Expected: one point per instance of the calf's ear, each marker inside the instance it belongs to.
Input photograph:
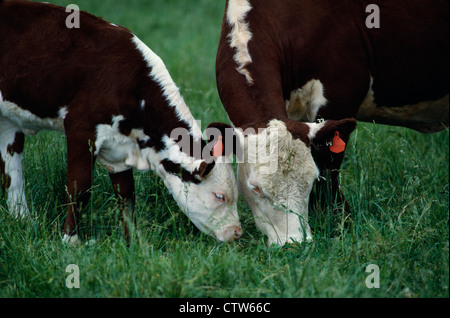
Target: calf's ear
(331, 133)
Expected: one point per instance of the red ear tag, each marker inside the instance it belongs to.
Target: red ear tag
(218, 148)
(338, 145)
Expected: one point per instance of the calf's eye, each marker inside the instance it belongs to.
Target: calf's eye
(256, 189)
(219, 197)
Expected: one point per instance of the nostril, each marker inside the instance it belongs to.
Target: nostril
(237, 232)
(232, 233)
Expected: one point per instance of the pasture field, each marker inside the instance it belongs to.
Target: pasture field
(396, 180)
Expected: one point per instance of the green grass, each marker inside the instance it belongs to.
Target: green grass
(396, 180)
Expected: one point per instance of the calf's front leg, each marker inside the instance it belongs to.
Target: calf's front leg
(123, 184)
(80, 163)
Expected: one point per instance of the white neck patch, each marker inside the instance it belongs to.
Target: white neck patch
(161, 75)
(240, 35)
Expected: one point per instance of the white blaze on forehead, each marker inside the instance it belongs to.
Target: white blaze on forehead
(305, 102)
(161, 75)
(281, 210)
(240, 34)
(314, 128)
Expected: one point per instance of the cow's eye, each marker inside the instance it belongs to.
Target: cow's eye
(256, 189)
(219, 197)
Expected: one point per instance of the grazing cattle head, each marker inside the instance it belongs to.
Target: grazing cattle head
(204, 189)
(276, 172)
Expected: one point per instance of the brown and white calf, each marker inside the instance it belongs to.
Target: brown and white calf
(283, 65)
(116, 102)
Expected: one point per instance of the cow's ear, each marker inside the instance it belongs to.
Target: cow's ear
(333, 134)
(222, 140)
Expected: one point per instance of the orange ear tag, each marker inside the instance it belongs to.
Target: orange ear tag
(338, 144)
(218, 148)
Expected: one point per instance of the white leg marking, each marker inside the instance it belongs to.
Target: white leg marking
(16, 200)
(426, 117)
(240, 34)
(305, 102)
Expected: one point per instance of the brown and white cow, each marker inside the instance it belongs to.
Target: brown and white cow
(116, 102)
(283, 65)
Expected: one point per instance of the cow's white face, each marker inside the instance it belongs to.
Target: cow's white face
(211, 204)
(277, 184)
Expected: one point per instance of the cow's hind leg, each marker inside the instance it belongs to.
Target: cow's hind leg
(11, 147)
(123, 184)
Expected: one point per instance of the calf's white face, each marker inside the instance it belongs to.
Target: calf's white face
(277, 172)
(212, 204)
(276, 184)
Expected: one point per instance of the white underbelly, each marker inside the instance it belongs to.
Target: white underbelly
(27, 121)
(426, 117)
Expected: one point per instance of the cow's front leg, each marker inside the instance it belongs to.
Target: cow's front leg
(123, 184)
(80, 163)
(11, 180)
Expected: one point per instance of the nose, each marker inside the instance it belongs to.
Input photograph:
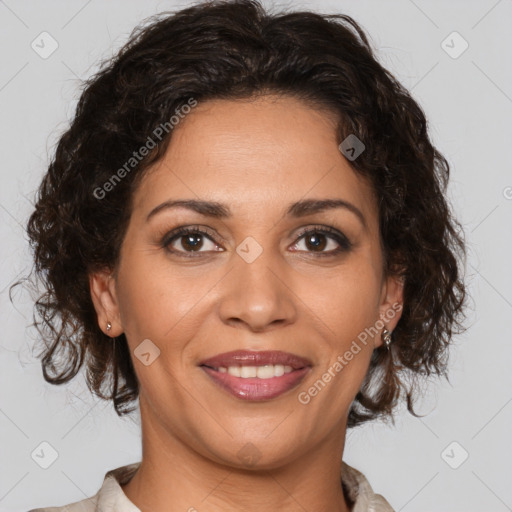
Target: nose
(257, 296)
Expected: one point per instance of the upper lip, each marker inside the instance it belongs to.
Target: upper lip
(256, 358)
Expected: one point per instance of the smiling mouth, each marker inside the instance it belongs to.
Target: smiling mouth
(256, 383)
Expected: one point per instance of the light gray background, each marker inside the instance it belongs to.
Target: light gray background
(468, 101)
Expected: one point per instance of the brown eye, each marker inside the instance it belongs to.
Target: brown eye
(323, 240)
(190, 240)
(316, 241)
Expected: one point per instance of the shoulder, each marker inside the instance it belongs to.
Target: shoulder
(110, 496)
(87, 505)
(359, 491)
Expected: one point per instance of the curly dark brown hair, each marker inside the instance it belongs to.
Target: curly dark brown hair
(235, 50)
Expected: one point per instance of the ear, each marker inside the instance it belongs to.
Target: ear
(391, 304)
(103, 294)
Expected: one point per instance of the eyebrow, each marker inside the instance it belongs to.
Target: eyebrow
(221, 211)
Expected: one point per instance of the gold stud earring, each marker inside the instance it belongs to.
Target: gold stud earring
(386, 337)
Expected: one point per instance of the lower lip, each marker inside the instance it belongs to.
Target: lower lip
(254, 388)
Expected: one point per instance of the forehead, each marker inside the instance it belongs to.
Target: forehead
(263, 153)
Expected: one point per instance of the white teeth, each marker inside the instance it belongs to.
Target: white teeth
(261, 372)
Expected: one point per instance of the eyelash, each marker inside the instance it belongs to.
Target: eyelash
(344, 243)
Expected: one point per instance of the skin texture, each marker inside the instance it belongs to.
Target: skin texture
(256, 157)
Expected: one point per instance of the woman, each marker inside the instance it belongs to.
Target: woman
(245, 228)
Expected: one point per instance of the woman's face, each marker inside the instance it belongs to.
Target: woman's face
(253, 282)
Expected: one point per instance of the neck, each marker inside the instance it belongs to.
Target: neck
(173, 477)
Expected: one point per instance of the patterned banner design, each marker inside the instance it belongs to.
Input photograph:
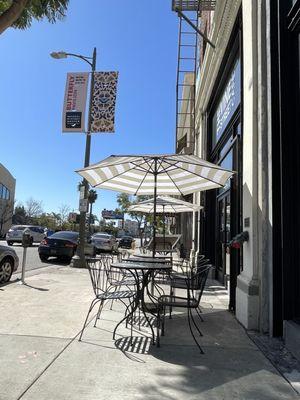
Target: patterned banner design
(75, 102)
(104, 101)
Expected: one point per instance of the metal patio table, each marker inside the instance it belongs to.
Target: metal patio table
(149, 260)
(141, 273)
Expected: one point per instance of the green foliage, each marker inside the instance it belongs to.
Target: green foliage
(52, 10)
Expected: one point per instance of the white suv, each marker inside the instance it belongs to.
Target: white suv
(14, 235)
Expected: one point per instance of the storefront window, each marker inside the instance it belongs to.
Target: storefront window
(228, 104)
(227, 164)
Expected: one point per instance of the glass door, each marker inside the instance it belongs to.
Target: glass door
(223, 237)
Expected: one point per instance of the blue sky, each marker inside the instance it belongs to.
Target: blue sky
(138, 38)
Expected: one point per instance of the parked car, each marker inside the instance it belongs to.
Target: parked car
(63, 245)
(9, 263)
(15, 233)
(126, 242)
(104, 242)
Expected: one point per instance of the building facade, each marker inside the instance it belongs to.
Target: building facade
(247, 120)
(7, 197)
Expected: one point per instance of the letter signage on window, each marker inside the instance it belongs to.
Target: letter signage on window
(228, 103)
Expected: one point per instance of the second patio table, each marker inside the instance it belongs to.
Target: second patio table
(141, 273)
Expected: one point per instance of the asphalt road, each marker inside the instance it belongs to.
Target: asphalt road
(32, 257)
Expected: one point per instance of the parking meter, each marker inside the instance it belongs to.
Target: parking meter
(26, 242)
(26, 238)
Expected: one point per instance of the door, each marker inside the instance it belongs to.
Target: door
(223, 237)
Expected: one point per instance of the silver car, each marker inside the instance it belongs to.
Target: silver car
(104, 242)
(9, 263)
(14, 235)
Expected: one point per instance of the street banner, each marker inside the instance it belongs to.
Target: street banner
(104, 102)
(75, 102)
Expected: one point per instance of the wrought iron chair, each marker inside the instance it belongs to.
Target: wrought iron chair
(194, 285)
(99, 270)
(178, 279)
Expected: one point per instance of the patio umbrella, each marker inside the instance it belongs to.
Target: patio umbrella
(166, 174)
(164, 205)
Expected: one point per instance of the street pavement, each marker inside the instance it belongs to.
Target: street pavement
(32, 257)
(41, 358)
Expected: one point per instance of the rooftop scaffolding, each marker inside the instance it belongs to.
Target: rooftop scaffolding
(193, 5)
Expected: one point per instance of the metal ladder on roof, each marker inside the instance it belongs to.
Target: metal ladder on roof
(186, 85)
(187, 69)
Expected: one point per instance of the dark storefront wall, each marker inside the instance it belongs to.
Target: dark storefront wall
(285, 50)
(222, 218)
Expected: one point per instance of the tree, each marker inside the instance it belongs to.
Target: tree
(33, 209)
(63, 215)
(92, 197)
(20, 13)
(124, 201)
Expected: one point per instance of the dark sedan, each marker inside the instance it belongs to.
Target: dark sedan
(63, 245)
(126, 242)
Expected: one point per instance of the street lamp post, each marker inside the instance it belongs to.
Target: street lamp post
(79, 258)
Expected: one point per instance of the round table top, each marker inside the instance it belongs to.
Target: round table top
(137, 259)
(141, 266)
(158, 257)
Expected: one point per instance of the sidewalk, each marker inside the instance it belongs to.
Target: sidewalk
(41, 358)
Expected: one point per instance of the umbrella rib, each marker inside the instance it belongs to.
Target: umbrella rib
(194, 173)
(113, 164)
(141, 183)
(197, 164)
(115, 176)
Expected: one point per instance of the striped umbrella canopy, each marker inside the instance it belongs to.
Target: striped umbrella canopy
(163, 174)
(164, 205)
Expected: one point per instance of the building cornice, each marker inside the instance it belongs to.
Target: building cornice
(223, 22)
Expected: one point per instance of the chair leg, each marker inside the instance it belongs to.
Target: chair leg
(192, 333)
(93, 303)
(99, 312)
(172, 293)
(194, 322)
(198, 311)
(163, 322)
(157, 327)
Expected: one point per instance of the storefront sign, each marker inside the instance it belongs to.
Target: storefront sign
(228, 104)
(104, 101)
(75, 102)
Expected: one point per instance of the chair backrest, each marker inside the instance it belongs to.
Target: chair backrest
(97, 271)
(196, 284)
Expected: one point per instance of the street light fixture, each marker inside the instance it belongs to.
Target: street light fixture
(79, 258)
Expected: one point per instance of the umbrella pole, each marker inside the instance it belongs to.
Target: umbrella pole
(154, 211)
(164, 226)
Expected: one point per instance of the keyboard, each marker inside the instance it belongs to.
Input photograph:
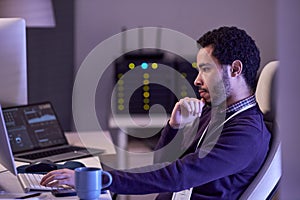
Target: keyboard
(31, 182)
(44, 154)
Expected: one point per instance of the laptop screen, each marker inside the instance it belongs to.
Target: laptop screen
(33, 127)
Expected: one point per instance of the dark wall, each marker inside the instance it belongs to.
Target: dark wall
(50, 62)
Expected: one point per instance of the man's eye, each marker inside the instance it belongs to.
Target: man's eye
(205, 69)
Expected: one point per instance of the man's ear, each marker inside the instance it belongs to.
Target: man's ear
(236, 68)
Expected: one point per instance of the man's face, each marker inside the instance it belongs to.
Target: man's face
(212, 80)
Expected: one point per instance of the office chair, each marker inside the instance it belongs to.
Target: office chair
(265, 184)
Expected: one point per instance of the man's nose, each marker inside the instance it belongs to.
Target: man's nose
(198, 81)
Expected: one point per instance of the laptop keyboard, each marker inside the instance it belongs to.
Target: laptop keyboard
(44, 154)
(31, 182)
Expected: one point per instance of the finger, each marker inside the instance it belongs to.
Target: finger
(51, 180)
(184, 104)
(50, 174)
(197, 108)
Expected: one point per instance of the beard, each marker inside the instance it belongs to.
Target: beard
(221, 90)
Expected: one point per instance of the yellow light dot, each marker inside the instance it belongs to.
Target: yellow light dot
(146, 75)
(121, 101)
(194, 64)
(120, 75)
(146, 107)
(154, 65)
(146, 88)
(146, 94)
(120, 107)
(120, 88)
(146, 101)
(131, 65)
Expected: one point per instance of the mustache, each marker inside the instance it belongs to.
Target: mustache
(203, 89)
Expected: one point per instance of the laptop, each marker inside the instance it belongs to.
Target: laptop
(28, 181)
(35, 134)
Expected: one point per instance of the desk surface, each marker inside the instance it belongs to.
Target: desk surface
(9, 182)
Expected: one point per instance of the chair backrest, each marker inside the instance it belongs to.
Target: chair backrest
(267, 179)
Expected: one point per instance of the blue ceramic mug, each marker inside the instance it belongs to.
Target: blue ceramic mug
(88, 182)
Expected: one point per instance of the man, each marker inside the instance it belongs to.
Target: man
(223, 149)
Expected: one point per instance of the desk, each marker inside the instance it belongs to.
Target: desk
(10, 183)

---

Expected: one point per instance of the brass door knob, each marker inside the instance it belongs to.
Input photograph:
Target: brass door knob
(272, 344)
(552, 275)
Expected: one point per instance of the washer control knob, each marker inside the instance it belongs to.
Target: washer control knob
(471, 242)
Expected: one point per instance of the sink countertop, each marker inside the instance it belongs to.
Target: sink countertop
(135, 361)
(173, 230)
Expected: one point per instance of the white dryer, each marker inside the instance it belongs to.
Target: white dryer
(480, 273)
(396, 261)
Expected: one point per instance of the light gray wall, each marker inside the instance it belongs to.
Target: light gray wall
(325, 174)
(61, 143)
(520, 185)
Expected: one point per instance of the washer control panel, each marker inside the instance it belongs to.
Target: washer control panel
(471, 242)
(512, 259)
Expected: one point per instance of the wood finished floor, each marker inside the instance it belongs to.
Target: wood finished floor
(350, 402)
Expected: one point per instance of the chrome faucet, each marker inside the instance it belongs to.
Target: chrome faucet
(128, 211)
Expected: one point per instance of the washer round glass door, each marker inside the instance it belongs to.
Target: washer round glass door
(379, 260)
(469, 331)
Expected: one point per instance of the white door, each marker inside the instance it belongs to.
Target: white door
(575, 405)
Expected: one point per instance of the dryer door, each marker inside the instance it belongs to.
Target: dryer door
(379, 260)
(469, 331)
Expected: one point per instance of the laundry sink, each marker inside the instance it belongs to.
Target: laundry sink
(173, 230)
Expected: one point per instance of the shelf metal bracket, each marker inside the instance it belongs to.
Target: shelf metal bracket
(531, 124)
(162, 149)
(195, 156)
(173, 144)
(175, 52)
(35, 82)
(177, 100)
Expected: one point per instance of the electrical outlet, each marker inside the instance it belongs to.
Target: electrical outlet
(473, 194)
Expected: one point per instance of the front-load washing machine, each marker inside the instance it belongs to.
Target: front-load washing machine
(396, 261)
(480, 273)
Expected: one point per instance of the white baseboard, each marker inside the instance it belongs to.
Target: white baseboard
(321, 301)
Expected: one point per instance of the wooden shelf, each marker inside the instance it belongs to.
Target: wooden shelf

* _Instructions to follow_
All that belongs in your answer is the stretch of entries above from the line with "Expected: one point per instance of the white baseboard, each" through the line with "Target: wooden shelf", printed exactly.

* _Exercise answer_
Expected: one point per instance of the white baseboard, each marker inside the instance it belongs to.
Target: white baseboard
(321, 301)
Expected: one point per instance of the wooden shelf, each marker inside the instance it belongs to.
Target: wooden shelf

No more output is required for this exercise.